◆ Selected passage ◆
⟨
Semicircular ring of radius R=0.5 m is uniformly charged with q=1.4C.Find electric field at CENTRE OF CURVATURE??

consider a small element of length dl on the ring ..let @ is the angle be radious vector with base then angle substended

by this element at center is d@ ...

arc/radius = @

dl = Rd@     ..............1

let charge dencity = p then charge of this element is dq

dq = p(dl) = pRd@ ..............2

electric field due to this element at center dE (magnitude)= kdq/R²

dE = Kdq/R²cos@ (i) + kdq/R²sin@ (-j)          with direction

dE = kdq/R²[cos@i - sin@j]

dE = kp/R [ cos@d@ (i) - sin@d@ (j) ]            lim from 0 to pi

E = kp/R [ -2j ]

 now we have p (charge per unit length) = Q/piR so

E = 2kQ/piR² (-j)

putting all the values we get

E = 3.2x10¹² N/C

As E=q/4 pi epsilon knot R

R=0.5m  q=1.4C    1/4 pi epsilon knot =9*10 raise to power 9

 therefore, E = 9*10 raise to power 9*1.4/0.5

                    =25.2*10 raise to power 9 C per m
⟩
◆ Items stored in a collection ◆
⟨
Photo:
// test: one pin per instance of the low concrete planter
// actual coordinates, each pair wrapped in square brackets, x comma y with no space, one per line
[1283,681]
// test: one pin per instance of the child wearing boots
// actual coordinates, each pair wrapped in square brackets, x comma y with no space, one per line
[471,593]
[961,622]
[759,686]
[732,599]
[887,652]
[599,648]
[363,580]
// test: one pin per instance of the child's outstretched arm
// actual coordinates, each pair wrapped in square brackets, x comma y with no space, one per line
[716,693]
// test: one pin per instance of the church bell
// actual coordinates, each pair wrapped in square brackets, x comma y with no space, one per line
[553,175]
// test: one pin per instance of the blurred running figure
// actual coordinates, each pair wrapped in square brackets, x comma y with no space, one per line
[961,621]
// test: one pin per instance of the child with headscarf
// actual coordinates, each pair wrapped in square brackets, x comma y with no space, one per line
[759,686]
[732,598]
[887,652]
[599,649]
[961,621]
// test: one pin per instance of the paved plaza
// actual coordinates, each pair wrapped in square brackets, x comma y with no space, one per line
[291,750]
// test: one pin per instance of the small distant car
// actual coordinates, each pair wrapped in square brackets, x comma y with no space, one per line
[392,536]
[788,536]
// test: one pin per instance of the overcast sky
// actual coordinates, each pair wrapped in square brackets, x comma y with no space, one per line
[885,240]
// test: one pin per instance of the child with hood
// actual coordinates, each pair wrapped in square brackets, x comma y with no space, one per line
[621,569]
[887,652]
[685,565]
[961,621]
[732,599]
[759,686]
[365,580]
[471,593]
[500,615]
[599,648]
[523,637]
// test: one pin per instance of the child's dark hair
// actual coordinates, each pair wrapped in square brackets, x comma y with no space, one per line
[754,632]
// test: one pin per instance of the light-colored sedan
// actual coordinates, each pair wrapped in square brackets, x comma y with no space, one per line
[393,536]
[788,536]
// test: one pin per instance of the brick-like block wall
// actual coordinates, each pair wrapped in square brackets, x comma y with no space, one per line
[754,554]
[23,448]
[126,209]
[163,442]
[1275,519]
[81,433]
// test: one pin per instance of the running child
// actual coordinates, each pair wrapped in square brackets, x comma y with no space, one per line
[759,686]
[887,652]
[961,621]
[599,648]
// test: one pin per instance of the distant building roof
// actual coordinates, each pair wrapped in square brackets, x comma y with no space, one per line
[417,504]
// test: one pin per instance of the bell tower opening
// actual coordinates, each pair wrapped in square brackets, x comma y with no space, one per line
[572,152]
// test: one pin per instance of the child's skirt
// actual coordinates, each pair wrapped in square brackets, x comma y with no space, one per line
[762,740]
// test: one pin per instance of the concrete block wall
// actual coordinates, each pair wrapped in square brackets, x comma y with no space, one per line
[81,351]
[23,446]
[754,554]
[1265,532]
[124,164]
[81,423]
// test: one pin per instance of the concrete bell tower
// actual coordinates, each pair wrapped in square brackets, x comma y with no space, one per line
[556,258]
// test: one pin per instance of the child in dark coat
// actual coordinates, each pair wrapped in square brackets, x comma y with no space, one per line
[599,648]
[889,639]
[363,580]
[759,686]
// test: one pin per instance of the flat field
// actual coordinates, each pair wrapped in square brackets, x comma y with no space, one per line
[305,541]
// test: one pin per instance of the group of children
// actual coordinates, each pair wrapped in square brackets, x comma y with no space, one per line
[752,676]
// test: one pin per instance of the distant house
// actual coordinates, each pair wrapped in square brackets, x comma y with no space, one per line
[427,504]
⟩
◆ Short exercise 1 ◆
In the thread about the charged semicircular ring, what is the ring's radius?
◆ Short exercise 2 ◆
Print the portion of the semicircular ring thread from "dE = kdq/R²[cos@i" to "E = 2kQ/piR² (-j)".
Rely only on the thread about the charged semicircular ring, not on the entries.

◆ Output 1 ◆
0.5 m

◆ Output 2 ◆
dE = kdq/R²[cos@i - sin@j]

dE = kp/R [ cos@d@ (i) - sin@d@ (j) ]            lim from 0 to pi

E = kp/R [ -2j ]

 now we have p (charge per unit length) = Q/piR so

E = 2kQ/piR² (-j)